- **Selected extract**
=-=-=
Why Calvillo should retire; the legacy of Peyton

In this week’s sports writing, reflections on Anthony Calvillo’s and Peyton Manning’s careers, the Cards’ Game 1 loss and the players’ strike at Louisiana’s Grambling State. (Paul Chiasson/CP)

In her weekly column looking at the best and worst in sports writing, Shannon Proudfoot takes a close look at Anthony Calvillo and Peyton Manning, the Cards’ Game 1 loss and the players’ strike at Louisiana’s Grambling State.

Jeff Passan writes a glorious take on the absurd ugliness of Game 1 of the World Series, opening with Cardinals pitcher Adam Wainwright in the visitor’s clubhouse cringing through the “snuff film” of his own performance even before the game was done. “For an elite pitcher, it was the sort of fiasco that lingers like smoke on a jacket. Wash yourself of it or it won’t go away,” Passan writes, before going into finger-licking detail on the rest of the embarrassing nightmare of a game. He quotes manager Mike Matheny sounding both horrified and resigned to the fact that “You’re going to have games like that periodically,” but as Passan points out, Game 1 of the World Series is a pretty crappy time to have one.
=-=-=
- **Required tasks**
**A.** Shorten the paragraph of the sports column that begins "Jeff Passan writes a glorious take," keeping its main facts.
**B.** Write the next part of the sports column, picking up after its last sentence.
You won't need the entries for anything here.

- **Part of a data file**
=-=-=
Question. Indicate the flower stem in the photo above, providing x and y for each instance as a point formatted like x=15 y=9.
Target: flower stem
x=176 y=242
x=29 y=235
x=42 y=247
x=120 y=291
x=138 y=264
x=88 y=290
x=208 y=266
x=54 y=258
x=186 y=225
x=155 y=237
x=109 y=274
=-=-=
- **Responses to the tasks**
**A.** Jeff Passan writes about how ugly and absurd Game 1 of the World Series was. He opens with Cardinals pitcher Adam Wainwright in the visitor's clubhouse, wincing at the "snuff film" of his own performance before the game had even ended. He calls it the kind of fiasco that lingers "like smoke on a jacket" and goes on to describe the rest of the embarrassing game in detail. He quotes manager Mike Matheny saying "You're going to have games like that periodically," but notes that Game 1 of the World Series is a bad time for one.

**B.**
Bruce Arthur looks at what’s made Anthony Calvillo “the perfect sort of CFL star” – and why walking away may be his best option now. Calvillo suffered a concussion in August, and the 41-year-old told the Alouettes last week that he won’t be back this season. He was the unlikeliest CFL star in the first place, Arthur writes – born to Mexican parents and raised in California, he was unaware the Canadian league even existed. But ultimately, Arthur writes, “He embraced stardom in this little league, signed autographs, volunteered for charity work – he came to relish the compromise, as Grantland’s Michael Weinreb once wrote.” But like too many others, his memory got slippery and, spooked by the collisions of bone and flesh, he retreated to a “chuck-and-duck” playing style. And now, though he didn’t get to choose his time to exit – that last hit may have written the final page of the script, like it does for so many players – it may be best for “the beating heart” of the Alouettes to bring to an end his dignified little version of football stardom.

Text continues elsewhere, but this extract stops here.